> **Passage given**
———

United States District Court, S.D. Ohio, Western Division

July 27, 2018

United States of America, Plaintiff,
Calvin Tuck - 1, Defendant.


          Michael R. Barrett United States District Judge.

         This matter is before the Court on Defendant Calvin Tuck's Motion to Suppress Evidence (Doc. 85), the Government's Response in Opposition (Doc. 88), and Defendant's Supplemental Authority (Doc. 93). Defendant moves to suppress all evidence and contraband seized from 5039 Casa Loma Boulevard Hamilton County, Ohio, on December 8, 2017 and argues that the search warrant obtained to search 5039 Casa Loma Boulevard violated his Fourth Amendment rights. (Doc. 85). Specifically, Defendant contends that the search warrant was not supported by sufficient probable cause, as the supporting affidavit did not establish the requisite nexus between the place to be searched and the items to be seized. (Id.).

         I. BACKGROUND

         On June 27, 2018, the Court held an evidentiary hearing and argument on the “four corners of the affidavit” at issue. (Doc. 89); see United States v. Frazier, 423 F.3d 526, 531 (6th Cir. 2005) (holding that a court's “review of the sufficiency of the evidence supporting probable cause is limited to the information presented in the four-corners of the affidavit.”). At the hearing, the Government provided the Court with Exhibit A which contains the affidavit at issue, the search warrant at issue, and the return on search warrant which permitted officers to search the residence at 5039 Casa Loma Boulevard and four motor vehicles.[1] Following arguments, Defendant submitted Supplemental Authority in support of his Motion to Suppress in the form of the Sixth Circuit's recent decision in United States v. Christian, 893 F.3d 846 (6th Cir. 2018). (Doc. 93).

         II. ANALYSIS

         The Fourth Amendment provides that “[t]he right of the people to be secure in their persons, houses, papers, and effects, against unreasonable searches and seizures, shall not be violated, and no Warrants shall issue, but upon probable cause, supported by Oath or affirmation, and particularly describing the place to be searched, and the persons or things to be seized.” U.S. Const. amend. IV.

         Where an affidavit is submitted as the basis for probable cause in support of a search warrant, the Fourth Amendment requires that the affidavit “must provide the magistrate with a substantial basis for determining the existence of probable cause.” United States v. Helton, 314 F.3d 812, 819 (6th Cir. 2003) (quoting Illinois v. Gates, 462 U.S. 213, 239 (1983)). “This requires ‘a nexus between the place to be searched and the evidence sought,' ‘at the time the warrant is issued.'” Christian, 893 F.3d at 853 (citing United States v. McPhearson, 469 F.3d 518, 524 (6th Cir. 2006), and United States v. Hython, 443 F.3d 480, 485 (6th Cir. 2006)). “The connection between the [location to be searched] and the evidence of criminal activity must be specific and concrete, not ‘vague' or ‘generalized.'” United States v. Brown, 828 F.3d 375, 382 (6th Cir. 2016).

———

> **Entries supplied**
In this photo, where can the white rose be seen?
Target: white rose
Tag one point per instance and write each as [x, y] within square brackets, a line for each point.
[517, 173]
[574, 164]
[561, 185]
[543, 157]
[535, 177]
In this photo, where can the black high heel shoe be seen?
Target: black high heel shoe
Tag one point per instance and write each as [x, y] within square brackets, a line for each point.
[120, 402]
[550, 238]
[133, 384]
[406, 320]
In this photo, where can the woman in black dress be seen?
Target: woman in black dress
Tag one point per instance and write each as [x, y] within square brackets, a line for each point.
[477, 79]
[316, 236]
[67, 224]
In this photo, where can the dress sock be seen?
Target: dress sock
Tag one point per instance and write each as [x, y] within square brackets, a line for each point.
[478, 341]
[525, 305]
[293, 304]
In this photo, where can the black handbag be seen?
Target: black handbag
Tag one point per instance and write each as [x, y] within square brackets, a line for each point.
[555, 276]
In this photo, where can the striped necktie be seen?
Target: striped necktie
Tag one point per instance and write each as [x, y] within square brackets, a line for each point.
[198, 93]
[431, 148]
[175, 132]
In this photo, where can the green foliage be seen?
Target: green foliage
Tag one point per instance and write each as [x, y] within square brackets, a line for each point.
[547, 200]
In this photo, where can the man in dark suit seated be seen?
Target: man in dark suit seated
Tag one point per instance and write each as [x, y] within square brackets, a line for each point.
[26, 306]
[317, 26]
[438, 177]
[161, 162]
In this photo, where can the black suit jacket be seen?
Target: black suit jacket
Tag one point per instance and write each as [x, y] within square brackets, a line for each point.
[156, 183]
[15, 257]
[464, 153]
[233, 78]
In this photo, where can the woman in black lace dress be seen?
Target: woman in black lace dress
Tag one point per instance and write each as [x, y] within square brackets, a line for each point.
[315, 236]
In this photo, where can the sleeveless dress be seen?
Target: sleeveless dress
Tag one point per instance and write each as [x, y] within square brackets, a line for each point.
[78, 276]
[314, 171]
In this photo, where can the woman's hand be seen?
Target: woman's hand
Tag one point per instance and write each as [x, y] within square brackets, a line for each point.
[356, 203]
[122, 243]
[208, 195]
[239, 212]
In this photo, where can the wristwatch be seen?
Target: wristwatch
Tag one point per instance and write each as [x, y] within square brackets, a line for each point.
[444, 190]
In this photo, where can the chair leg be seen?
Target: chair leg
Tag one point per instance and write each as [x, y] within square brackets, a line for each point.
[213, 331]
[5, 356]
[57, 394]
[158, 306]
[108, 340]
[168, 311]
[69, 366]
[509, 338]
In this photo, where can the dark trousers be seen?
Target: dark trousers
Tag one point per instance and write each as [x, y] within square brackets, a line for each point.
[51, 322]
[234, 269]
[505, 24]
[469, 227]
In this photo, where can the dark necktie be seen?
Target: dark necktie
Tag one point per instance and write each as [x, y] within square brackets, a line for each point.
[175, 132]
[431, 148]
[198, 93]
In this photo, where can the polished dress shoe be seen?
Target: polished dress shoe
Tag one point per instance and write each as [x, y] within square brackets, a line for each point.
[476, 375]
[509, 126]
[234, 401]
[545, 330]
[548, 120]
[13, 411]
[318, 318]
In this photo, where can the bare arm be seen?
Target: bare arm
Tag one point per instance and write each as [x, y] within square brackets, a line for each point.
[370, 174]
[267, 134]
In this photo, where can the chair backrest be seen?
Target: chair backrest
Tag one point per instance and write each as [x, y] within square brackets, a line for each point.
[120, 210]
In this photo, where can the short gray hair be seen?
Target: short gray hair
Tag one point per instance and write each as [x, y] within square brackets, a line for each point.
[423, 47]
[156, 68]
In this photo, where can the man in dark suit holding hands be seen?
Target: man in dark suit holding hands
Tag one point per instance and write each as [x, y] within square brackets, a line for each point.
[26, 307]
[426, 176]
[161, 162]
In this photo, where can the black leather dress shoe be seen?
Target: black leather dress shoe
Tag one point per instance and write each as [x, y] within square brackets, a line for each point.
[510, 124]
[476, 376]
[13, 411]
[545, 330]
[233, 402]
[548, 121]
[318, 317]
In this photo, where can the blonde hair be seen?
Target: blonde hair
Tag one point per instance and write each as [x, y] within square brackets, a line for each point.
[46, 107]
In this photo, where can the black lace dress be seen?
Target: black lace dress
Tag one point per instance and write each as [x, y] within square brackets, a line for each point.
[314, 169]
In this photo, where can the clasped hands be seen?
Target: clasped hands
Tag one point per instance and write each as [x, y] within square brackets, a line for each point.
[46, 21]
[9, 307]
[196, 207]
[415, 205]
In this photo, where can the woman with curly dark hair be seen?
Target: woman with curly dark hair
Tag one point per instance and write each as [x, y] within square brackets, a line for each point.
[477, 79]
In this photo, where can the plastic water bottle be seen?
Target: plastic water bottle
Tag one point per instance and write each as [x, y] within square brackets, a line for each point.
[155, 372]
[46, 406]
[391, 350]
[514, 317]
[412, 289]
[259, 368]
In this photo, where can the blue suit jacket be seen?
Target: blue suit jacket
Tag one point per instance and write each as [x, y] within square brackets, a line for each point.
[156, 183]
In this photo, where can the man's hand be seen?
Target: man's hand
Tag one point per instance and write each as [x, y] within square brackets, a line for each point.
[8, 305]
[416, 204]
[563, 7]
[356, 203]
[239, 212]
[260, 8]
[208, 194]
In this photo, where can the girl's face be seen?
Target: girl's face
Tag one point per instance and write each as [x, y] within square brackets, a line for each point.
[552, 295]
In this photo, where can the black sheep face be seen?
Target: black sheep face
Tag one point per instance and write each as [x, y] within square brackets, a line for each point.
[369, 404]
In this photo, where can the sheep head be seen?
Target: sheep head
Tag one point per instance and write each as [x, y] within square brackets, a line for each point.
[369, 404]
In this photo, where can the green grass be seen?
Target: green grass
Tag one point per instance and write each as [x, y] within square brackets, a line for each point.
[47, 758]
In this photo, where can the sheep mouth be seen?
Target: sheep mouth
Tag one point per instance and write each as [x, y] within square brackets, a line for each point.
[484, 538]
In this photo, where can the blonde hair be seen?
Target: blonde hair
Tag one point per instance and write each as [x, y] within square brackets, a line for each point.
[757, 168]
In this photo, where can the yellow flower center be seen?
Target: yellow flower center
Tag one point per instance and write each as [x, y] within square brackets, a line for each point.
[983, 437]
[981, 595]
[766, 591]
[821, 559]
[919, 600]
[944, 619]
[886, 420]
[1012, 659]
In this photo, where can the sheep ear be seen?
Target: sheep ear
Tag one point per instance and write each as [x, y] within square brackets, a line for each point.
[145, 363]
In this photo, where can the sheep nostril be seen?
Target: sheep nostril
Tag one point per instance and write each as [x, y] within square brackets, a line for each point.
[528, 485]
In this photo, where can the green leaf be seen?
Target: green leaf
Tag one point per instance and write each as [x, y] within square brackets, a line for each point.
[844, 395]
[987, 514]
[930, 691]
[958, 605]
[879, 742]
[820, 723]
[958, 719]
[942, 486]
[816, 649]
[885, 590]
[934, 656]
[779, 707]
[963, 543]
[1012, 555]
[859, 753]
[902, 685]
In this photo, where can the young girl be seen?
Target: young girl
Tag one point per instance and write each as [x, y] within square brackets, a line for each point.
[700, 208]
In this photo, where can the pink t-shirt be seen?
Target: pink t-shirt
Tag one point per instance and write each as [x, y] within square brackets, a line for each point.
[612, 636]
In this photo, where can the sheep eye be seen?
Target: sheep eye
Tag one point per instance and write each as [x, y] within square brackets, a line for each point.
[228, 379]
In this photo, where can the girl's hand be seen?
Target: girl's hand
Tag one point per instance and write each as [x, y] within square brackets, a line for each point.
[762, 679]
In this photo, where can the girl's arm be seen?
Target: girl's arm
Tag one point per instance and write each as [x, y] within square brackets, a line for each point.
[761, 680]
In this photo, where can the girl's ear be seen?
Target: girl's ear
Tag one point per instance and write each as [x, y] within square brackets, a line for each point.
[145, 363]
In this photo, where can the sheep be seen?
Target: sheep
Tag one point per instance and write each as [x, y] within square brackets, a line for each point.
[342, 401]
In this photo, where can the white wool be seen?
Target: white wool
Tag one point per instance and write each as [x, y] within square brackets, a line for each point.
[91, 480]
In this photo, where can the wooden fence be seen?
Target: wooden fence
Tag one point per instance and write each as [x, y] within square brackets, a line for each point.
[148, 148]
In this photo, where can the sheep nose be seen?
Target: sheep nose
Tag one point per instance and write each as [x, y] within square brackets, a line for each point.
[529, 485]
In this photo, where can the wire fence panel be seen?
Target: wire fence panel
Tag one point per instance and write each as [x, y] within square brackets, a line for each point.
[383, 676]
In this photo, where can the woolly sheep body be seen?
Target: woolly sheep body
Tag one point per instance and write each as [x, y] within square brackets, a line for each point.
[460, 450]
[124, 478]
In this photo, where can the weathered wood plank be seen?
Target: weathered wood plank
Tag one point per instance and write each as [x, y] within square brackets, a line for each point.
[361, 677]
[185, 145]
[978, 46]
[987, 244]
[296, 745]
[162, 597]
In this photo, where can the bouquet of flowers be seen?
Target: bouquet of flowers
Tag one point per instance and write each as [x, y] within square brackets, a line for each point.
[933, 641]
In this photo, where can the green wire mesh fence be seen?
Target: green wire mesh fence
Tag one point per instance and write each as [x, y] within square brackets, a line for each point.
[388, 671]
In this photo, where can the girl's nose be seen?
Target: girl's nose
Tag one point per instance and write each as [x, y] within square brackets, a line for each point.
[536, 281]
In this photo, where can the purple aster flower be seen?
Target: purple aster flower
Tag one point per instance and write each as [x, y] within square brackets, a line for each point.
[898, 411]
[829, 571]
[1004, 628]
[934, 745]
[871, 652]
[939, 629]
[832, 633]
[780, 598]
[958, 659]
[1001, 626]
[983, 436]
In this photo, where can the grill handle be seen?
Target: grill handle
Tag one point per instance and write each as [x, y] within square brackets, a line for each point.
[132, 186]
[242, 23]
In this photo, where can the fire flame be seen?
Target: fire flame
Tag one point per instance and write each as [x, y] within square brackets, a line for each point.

———

> **Problems to solve**
a. Reproduce word for word the portion of the court opinion that starts with the words containing "This matter is" and finishes with "be seized. (Id.).".
b. Continue the court opinion on Calvin Tuck's motion to suppress, picking up after its last sentence.

> **Answers to the exercise**
a.
This matter is before the Court on Defendant Calvin Tuck's Motion to Suppress Evidence (Doc. 85), the Government's Response in Opposition (Doc. 88), and Defendant's Supplemental Authority (Doc. 93). Defendant moves to suppress all evidence and contraband seized from 5039 Casa Loma Boulevard Hamilton County, Ohio, on December 8, 2017 and argues that the search warrant obtained to search 5039 Casa Loma Boulevard violated his Fourth Amendment rights. (Doc. 85). Specifically, Defendant contends that the search warrant was not supported by sufficient probable cause, as the supporting affidavit did not establish the requisite nexus between the place to be searched and the items to be seized. (Id.).

b.
The probable-cause standard is practical and nontechnical. [ ] Frazier, 423 F.3d [at] 531 [ ]. In other words, a reviewing court should consider the “totality of the circumstances” rather than “engage in line-by-line scrutiny of the warrant application's affidavit.” United States v. Williams, 544 F.3d 683, 686 (6th Cir. 2008). But the court must limit its “review of the sufficiency of the evidence supporting probable cause . . . to the information presented in the four-comers of the affidavit.” Frazier, 423 F.3d at 531.

Christian, 893 F.3d at 853.

         In Christian, in reversing the district court's denial of the defendant's motion to suppress, the Sixth Circuit found fault with the sufficiency of the affidavit as it related to the defendant's criminal history, a controlled buy, a confidential informant, and surveillance by law enforcement. As those areas of concern are similar to the areas of concern in this case, the Court will compare and contrast the affidavits using those areas. Before doing so, the Court notes that the affidavit in this case begins by setting forth, in sufficient detail, information regarding the Affiant's background and experience in narcotics investigations, including working with a team of investigators who are trained and experienced in narcotics investigations, interviewing numerous individuals arrested for various drug offenses, and familiarity of the methods that drug traffickers utilize for the sale and distribution of narcotics. Search Warrant Affidavit, page 2. The Affiant then explains how, in October 2017, the Affiant received information from a source which identified Defendant as a heroin trafficker in Cincinnati, Ohio, using the cellular phone number (513) 714-6919. Id. The Affiant explains that the Affiant confirmed Defendant's identification using personal knowledge of Defendant, a picture obtained from the Ohio Bureau of Motor Vehicles, and the source's visual identification of Defendant based on that picture. Id. With that background, the Court turns to the areas of concern highlighted in Christian. The Court will begin by comparing the criminal histories of Christian and Defendant Tuck. The Court will then compare the controlled buys, confidential informants, and surveillance methods found in the two cases.


Christian has been convicted of several drug-related crimes over a nineteen-year period: (1) possession of cocaine in 1996, (2) an unspecified second controlled-substance offense in 2002, (3) delivery/manufacture of marijuana and possession of a firearm by a felon in 2009, and (4) delivery/manufacture of cocaine in 2011.

Christian, 893 F.3d at 852. The Sixth Circuit found indicia of Christian's criminal history to be sporadic, dated, and not inconsistent with occasional sales (i.e., his sales were not protracted and continuous or ongoing and continuous). Id. at 862-63. The Sixth Circuit concluded “that Christian's prior criminal convictions, even considered with the eight-month-old controlled buy, d[id] not establish that he was engaged in protracted and continuous drug activity" and that "absent some 'independently corroborated fact that the defendant[ ] w[as a] known drug dealer[ ] at the time the police sought to search [his] home,' probable cause did not exist to search the Residence based on Christian's criminal record.” Id. at 863 (citing McPhearson, 469 F.3d at 524).

         CRIMINAL ...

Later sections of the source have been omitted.